**GOAL OF THE EXERCISE**
Please return the records below exactly as they appear, leaving every picture out.

**RECORDS SHOWN**
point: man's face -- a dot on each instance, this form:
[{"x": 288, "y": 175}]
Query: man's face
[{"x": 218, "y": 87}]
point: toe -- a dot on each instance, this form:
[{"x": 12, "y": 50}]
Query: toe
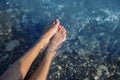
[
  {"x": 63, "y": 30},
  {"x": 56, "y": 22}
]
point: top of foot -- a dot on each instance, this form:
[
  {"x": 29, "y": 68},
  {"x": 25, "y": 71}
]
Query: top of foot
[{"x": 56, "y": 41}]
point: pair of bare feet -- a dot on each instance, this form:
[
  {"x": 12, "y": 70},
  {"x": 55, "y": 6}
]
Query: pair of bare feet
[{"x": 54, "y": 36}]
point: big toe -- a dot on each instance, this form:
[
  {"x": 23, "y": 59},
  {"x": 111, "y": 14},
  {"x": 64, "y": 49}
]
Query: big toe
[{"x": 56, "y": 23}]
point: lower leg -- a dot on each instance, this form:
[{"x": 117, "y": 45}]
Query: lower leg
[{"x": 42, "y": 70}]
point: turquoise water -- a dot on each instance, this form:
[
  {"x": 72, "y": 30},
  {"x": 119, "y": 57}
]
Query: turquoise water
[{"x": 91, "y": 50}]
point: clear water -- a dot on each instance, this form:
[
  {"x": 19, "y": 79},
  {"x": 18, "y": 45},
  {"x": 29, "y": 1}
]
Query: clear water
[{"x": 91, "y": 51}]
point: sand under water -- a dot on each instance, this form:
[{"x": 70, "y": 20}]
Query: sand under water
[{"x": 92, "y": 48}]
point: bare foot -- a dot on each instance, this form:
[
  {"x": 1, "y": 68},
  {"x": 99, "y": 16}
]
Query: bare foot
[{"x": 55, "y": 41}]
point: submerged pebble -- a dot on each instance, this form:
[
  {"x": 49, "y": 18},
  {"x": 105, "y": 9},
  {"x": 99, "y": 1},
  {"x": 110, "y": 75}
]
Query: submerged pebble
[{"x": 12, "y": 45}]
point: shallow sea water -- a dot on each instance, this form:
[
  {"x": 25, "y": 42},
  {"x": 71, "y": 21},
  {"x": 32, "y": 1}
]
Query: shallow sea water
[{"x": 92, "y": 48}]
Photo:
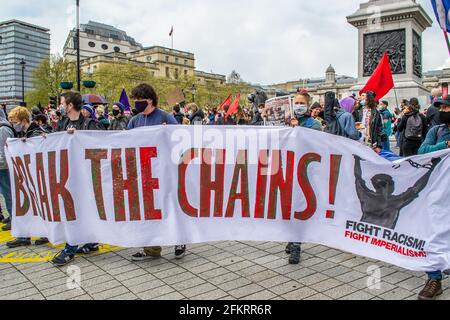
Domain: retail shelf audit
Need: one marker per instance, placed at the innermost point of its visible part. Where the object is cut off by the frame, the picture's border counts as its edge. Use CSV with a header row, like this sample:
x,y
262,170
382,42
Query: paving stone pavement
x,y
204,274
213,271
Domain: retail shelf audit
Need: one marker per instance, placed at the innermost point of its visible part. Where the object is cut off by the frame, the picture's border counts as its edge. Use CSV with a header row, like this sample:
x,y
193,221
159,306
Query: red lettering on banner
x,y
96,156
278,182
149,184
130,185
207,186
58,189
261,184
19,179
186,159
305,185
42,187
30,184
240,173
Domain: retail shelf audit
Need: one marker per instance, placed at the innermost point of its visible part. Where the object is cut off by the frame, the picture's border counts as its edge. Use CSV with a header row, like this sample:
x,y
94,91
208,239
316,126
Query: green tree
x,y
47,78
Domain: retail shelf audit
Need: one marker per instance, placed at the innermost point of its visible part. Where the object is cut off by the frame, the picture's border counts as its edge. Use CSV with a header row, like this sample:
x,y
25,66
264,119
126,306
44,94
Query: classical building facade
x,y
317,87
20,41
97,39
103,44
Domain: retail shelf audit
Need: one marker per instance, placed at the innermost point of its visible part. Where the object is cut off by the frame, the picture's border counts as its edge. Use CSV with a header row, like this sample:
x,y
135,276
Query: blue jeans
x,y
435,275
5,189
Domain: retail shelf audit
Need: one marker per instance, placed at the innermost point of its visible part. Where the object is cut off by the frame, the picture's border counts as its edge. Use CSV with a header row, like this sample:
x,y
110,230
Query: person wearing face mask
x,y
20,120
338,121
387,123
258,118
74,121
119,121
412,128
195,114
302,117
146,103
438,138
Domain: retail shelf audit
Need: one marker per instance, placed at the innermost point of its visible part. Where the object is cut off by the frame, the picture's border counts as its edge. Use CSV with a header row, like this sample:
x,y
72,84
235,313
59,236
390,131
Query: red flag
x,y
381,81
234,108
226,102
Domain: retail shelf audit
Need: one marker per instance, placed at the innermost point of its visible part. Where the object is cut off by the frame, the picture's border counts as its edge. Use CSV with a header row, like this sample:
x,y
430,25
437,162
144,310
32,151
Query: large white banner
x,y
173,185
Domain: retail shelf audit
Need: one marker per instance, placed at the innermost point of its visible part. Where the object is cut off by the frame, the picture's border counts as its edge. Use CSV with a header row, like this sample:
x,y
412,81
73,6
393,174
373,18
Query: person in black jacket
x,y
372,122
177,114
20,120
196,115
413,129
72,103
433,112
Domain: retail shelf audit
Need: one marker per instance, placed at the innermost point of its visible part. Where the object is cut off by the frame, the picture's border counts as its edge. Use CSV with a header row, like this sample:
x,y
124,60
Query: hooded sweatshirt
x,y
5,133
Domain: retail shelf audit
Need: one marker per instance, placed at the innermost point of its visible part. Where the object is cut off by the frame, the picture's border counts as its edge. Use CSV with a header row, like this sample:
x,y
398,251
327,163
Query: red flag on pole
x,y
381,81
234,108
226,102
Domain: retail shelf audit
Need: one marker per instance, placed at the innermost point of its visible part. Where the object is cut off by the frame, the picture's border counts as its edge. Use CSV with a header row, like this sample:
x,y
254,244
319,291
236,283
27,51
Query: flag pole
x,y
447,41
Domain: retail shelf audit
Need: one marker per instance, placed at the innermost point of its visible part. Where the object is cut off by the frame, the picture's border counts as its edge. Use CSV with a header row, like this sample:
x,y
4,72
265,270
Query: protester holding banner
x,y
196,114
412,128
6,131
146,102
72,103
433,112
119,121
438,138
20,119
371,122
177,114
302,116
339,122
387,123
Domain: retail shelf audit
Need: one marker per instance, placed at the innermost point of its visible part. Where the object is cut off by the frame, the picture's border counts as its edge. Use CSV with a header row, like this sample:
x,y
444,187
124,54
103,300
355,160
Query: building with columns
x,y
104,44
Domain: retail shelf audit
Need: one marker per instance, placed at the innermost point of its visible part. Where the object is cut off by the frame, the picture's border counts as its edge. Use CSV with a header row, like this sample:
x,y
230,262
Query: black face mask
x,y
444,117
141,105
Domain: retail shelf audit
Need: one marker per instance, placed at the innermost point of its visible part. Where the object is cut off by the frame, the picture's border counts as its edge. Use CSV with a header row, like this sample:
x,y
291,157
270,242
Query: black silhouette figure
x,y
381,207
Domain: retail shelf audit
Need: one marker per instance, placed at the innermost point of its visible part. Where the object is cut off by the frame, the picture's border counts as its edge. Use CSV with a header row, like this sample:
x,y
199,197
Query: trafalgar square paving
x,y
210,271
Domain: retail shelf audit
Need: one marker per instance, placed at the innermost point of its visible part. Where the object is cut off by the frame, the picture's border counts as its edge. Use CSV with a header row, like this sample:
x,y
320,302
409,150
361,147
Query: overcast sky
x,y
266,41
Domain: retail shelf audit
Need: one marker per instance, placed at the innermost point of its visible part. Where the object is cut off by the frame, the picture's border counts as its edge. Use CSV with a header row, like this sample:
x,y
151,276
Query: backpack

**ANSWER SECTION**
point: man's face -- a dot on each instance, this form:
[{"x": 288, "y": 175}]
Query: man's face
[{"x": 218, "y": 87}]
point: toe -- a dot on each instance, this form:
[{"x": 12, "y": 50}]
Query: toe
[
  {"x": 63, "y": 30},
  {"x": 56, "y": 22}
]
point: top of foot -- a dot on each instance, this form:
[
  {"x": 29, "y": 68},
  {"x": 25, "y": 71}
]
Query: top of foot
[{"x": 56, "y": 41}]
point: pair of bare feet -- a dot on each instance, this form:
[
  {"x": 12, "y": 70},
  {"x": 55, "y": 6}
]
Query: pair of bare feet
[{"x": 54, "y": 36}]
point: big toe -- a dot on each instance, this form:
[
  {"x": 23, "y": 59},
  {"x": 111, "y": 14},
  {"x": 64, "y": 49}
]
Query: big toe
[{"x": 56, "y": 23}]
point: lower leg -- a dot on each instance, this form:
[{"x": 117, "y": 45}]
Query: lower leg
[{"x": 42, "y": 70}]
point: turquoise water -- a dot on each instance, this form:
[
  {"x": 72, "y": 30},
  {"x": 119, "y": 57}
]
Query: turquoise water
[{"x": 91, "y": 50}]
point: clear water -- a dot on each instance, this form:
[
  {"x": 19, "y": 79},
  {"x": 18, "y": 45},
  {"x": 29, "y": 1}
]
Query: clear water
[{"x": 91, "y": 51}]
point: sand under water -- a dot on each instance, this form:
[{"x": 70, "y": 20}]
Query: sand under water
[{"x": 92, "y": 48}]
point: bare foot -- a dot on each instance, this form:
[
  {"x": 1, "y": 68},
  {"x": 99, "y": 16}
]
Query: bare foot
[{"x": 55, "y": 41}]
point: submerged pebble -- a dot on each instance, this form:
[
  {"x": 49, "y": 18},
  {"x": 105, "y": 9},
  {"x": 99, "y": 1},
  {"x": 110, "y": 75}
]
Query: submerged pebble
[{"x": 12, "y": 45}]
point: shallow sea water -- a dot on each instance, this form:
[
  {"x": 25, "y": 42},
  {"x": 71, "y": 21},
  {"x": 32, "y": 1}
]
Query: shallow sea water
[{"x": 92, "y": 48}]
Photo:
Domain: retail shelf audit
Need: one marker per instance, placed at the innermost point of its visible part. Where the object is cut off by the frame, the picture's border counts as its edge. Use CSV with a header row, like this sample:
x,y
262,170
382,42
Query: paving stone pavement
x,y
204,274
213,271
Domain: retail shelf audit
Need: one marker per instance, placed at the innermost point of its visible part. Where the object is cut off by the frame, the picture's border counts as its edge. Use CSV with a header row, like this sample:
x,y
193,221
159,306
Query: red lettering on banner
x,y
96,156
278,182
149,184
130,185
207,186
58,189
261,184
19,179
186,159
305,185
42,187
30,184
240,173
Domain: retail shelf audit
Need: one marker per instance, placed at the innermost point of its visible part. Where the object is cut off by the frame, the picture's border counts as its edge. Use CSV with a header row, like this sample:
x,y
94,91
208,239
316,126
Query: green tree
x,y
47,78
Domain: retail shelf audit
Need: one marker per instance, placed at the innermost point of its visible part. Where the object is cut off by the frame, the picture's border counts as its edge. Use CSV with a header row, like this sample:
x,y
25,66
264,119
126,306
44,94
Query: classical building facade
x,y
317,87
20,41
97,39
103,44
Domain: retail shelf audit
Need: one marker per instance, placed at the innermost point of its visible part. Where the object is cut off by the frame, the picture's border counts as its edge. Use CSV with a header row, like this sample:
x,y
135,276
Query: blue jeans
x,y
435,275
5,189
Domain: retail shelf audit
Need: one marker per instance, placed at the innermost point of its visible part. Where the object is cut off by the frame, the picture's border counts as its edge. Use CSV with a header row, like this sample:
x,y
110,230
Query: person wearing face mask
x,y
20,120
338,121
387,123
258,118
74,121
119,121
412,128
195,114
302,117
146,103
438,138
Domain: retail shelf audit
Need: one marker per instance, placed at the innermost point of its visible part. Where the object is cut off by the frame, the picture's border counts as its edge. Use CSV with a header row, like this sample:
x,y
72,84
235,313
59,236
390,131
Query: red flag
x,y
381,81
234,108
226,102
Domain: retail shelf audit
Need: one marker per instance, placed at the innermost point of its visible part. Where the object is cut off by the frame, the picture's border counts as its edge. Use CSV with a header row, like this sample:
x,y
430,25
437,162
144,310
32,151
Query: large white banner
x,y
173,185
Domain: retail shelf audit
Need: one marker per instance, placed at the innermost point of its visible part. Where the object is cut off by the frame, the picture's border counts as its edge. Use CSV with a header row, like this sample:
x,y
412,81
73,6
393,174
373,18
Query: person in black jacket
x,y
372,122
177,114
20,120
196,115
413,129
72,103
433,112
Domain: retail shelf audit
Need: one marker per instance, placed at the innermost point of its visible part. Where the object is cut off by the frame, the picture's border counts as its edge. Use CSV with a header row, like this sample:
x,y
124,60
Query: hooded sweatshirt
x,y
5,133
Domain: retail shelf audit
Need: one marker per instance, placed at the innermost point of its visible part. Where the object is cut off by the frame, the picture's border counts as its edge. Use CSV with a header row, like this sample:
x,y
398,251
327,163
Query: red flag on pole
x,y
381,81
234,108
226,102
Domain: retail shelf audit
Need: one marker per instance, placed at the innermost point of its visible part. Where the object is cut off by the frame, the picture's border counts as its edge. Use CSV with a header row, like this sample:
x,y
254,244
319,291
236,283
27,51
Query: flag pole
x,y
447,41
Domain: retail shelf audit
Need: one marker per instance, placed at the innermost point of its visible part. Where the object is cut off by the frame, the picture's border counts as its edge. Use CSV with a header row, like this sample:
x,y
4,72
265,270
Query: protester holding banner
x,y
196,114
412,128
6,131
146,102
72,103
433,112
119,121
438,138
20,119
371,122
177,114
302,116
339,122
387,123
Domain: retail shelf audit
Need: one marker per instance, placed at the innermost point of its visible part. Where the object is cut off by the frame, the picture's border counts as its edge. Use CSV with a header row, like this sample:
x,y
444,187
124,54
103,300
355,160
Query: building with columns
x,y
104,44
Domain: retail shelf audit
Need: one marker per instance, placed at the innermost point of its visible part. Where the object is cut off by the frame, the picture's border counts as its edge. Use CSV with a header row, like this sample:
x,y
230,262
Query: black face mask
x,y
444,117
141,105
Domain: retail shelf audit
Need: one marker per instance, placed at the innermost point of its visible part. Where the object is cut off by the frame, the picture's border counts as its edge. Use CSV with a header row, like this sample:
x,y
291,157
270,242
Query: black silhouette figure
x,y
381,207
Domain: retail shelf audit
Need: one marker per instance, placed at the innermost point of its visible part. Where the object is cut off by the frame, the picture's border counts as its edge. Use CSV with a header row, like this sample:
x,y
199,197
Query: trafalgar square paving
x,y
210,271
Domain: retail shelf audit
Need: one marker per instance, placed at the innermost point of its visible part. Where the object is cut off by the frame, the picture's border counts as its edge. Use CSV with a header row, like this sample:
x,y
320,302
409,150
361,147
Query: overcast sky
x,y
266,41
Domain: retail shelf audit
Need: one marker per instance, placed at the innermost point of its visible part. Where the object is cut off by the frame, the picture's border counts as its edge. Use CSV with a header row, like this sample:
x,y
151,276
Query: backpack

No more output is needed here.